▶ Problem details: In the listing below, put each line from the line with "One pin per instance of the weathered" to the line with "<point>711,438</point>" into a JSON list of strings, one string per line and both of those lines included.

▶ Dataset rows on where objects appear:

******************************

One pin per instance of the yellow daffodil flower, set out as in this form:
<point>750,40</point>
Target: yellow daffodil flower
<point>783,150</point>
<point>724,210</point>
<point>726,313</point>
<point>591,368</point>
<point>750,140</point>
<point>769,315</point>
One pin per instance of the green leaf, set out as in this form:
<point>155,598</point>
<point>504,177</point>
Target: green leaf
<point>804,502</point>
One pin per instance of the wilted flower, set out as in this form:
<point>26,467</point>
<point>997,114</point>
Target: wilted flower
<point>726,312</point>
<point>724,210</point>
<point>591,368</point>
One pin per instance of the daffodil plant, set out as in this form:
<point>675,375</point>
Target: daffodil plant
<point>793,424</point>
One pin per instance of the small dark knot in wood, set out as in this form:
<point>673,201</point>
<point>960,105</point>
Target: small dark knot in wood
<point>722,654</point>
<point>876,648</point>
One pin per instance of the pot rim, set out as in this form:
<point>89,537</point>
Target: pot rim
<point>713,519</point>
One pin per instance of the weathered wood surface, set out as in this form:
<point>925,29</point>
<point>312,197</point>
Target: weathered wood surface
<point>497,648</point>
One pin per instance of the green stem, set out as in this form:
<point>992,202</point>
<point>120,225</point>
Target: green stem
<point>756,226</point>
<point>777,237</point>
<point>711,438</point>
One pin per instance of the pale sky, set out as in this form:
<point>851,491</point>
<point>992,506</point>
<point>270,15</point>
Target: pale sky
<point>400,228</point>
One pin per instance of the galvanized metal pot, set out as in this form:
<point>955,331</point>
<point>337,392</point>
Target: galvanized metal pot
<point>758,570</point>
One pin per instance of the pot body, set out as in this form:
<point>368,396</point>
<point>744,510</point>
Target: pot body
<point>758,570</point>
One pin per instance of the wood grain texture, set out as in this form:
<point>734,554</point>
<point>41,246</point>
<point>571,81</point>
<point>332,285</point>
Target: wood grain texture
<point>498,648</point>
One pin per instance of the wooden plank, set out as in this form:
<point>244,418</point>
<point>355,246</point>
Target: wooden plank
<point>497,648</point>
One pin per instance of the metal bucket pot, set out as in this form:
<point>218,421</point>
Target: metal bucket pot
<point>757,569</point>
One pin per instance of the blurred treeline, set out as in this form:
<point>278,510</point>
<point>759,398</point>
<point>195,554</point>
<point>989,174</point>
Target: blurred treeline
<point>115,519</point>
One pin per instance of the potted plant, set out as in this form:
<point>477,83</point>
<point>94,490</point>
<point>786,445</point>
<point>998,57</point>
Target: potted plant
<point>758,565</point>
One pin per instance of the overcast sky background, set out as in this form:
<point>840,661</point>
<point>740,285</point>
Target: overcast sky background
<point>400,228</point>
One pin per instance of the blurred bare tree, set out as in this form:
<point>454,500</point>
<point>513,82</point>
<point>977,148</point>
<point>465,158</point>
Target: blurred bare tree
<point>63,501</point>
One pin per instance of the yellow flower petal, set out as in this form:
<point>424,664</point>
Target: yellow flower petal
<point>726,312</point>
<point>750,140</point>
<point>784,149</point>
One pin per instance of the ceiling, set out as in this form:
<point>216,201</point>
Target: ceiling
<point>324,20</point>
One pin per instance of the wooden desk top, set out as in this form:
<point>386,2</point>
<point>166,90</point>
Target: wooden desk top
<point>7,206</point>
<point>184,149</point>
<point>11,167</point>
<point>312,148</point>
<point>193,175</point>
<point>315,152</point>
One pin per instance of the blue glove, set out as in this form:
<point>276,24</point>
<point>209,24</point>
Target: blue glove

******************************

▶ Solution for this problem:
[
  "One pin per instance of the weathered wood surface, set out as in this form:",
  "<point>925,29</point>",
  "<point>312,197</point>",
  "Target: weathered wood surface",
  "<point>497,648</point>",
  "One pin per instance of the green stem, set out as in this form:",
  "<point>992,202</point>",
  "<point>120,225</point>",
  "Target: green stem",
  "<point>756,226</point>",
  "<point>777,237</point>",
  "<point>711,438</point>"
]